### EXERCISE DETAILS
Please update the material from the line containing "# test: identify one keypoint per instance of the dirt path" through the end of the material, both ends included, by replacing "keypoint" with "location point" and leaving everything else unchanged. Leave the pictures out of your answer.

━━━━━ ROWS

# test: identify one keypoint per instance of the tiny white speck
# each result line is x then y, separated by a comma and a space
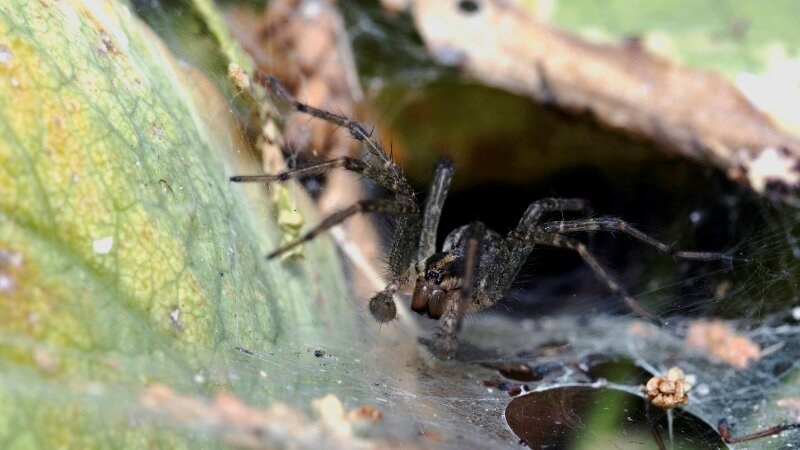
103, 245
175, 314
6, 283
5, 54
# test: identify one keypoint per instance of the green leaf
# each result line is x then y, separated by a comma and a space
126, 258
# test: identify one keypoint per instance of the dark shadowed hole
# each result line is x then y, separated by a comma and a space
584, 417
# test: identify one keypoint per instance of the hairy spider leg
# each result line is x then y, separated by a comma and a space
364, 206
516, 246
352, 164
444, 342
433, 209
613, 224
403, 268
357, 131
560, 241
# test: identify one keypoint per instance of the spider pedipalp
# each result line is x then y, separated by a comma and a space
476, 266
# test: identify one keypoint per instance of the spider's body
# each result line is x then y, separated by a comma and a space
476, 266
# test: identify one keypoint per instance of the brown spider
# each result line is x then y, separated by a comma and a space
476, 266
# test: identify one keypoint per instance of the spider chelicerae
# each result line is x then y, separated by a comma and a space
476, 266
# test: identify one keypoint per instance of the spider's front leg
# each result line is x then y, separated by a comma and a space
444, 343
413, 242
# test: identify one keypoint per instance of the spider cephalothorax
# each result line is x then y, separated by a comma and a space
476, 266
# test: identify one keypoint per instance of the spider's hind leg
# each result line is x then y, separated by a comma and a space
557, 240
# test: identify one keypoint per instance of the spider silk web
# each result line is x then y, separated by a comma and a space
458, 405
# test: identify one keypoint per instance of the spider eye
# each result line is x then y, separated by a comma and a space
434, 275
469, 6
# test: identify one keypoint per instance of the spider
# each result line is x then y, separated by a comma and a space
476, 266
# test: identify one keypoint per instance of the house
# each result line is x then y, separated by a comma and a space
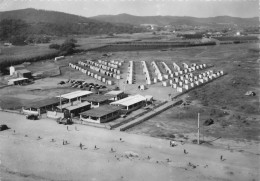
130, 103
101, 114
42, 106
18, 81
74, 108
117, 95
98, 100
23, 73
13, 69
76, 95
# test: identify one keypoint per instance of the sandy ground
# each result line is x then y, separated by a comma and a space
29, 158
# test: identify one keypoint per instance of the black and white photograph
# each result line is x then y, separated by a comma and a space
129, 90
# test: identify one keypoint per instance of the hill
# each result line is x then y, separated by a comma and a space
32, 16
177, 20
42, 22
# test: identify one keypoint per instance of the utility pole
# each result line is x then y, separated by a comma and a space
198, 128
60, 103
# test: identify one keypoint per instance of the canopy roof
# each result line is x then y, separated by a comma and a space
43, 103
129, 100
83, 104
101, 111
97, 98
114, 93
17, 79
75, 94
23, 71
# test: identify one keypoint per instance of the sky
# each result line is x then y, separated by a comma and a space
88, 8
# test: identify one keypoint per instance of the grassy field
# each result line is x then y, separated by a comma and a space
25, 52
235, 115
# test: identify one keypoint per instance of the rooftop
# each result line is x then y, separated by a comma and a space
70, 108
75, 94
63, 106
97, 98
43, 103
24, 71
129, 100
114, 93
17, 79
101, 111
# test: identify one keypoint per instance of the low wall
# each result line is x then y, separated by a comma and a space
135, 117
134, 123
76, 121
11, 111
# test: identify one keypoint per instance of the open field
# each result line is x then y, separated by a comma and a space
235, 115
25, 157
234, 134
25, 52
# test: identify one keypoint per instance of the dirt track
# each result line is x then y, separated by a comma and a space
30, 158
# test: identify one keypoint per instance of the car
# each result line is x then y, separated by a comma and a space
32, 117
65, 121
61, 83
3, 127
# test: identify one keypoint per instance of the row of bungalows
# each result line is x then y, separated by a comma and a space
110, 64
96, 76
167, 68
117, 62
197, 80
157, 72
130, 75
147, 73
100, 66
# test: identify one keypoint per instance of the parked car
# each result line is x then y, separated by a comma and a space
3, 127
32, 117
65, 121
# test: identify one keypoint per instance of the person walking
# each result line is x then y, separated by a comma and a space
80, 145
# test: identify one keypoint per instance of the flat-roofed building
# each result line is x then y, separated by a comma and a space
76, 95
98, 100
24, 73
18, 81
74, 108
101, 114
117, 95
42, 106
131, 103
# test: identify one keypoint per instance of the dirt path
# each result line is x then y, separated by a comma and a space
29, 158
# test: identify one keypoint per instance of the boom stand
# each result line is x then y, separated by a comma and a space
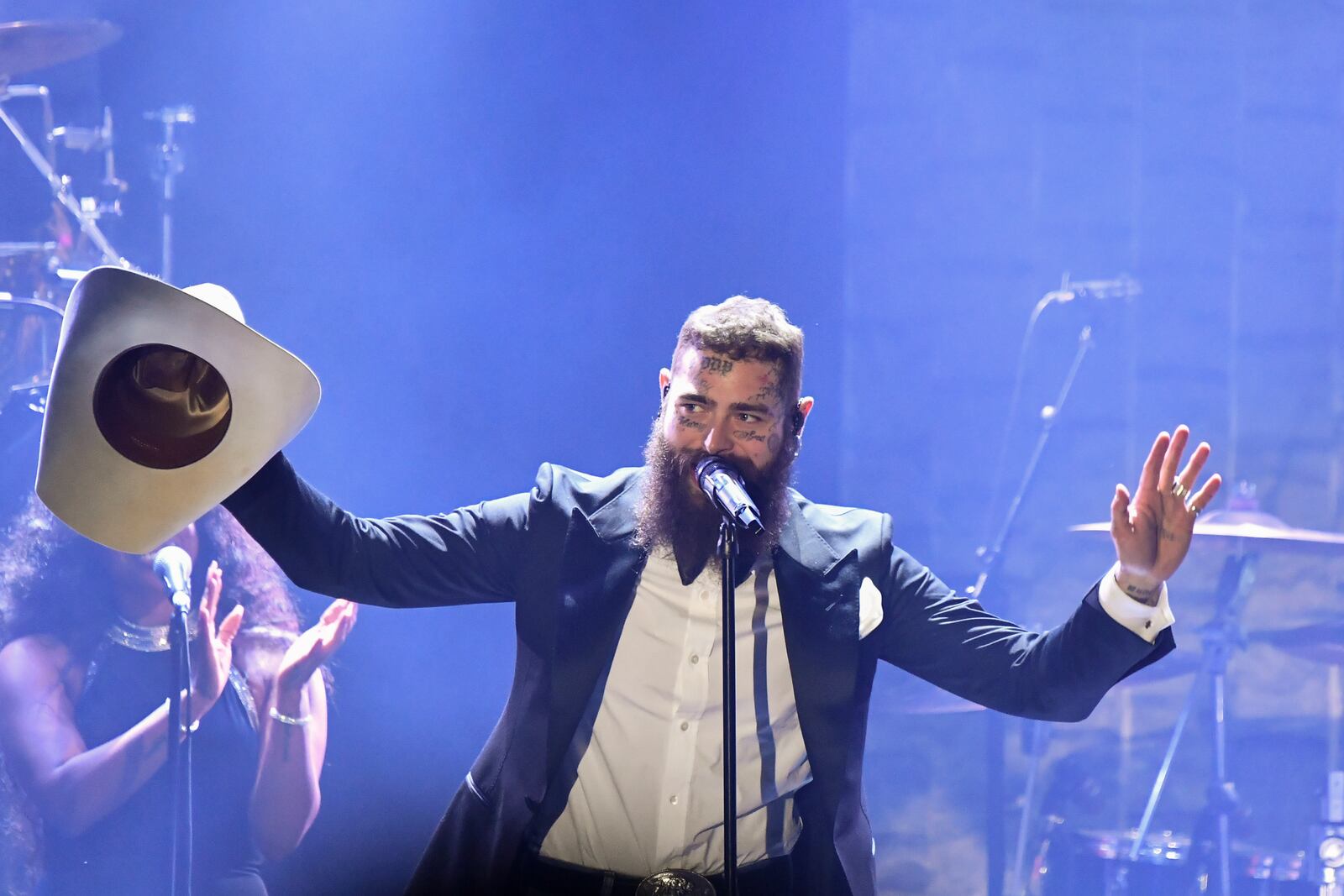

━━━━━━━━━━

### RESPONSE TO THE EXERCISE
# test: identify one location point per instance of the dirt path
# each result line is x then y, separated by a comma and a space
29, 158
# test: identify one location point per instance of the boom stand
# each result line is x then y, separated by a comma and a space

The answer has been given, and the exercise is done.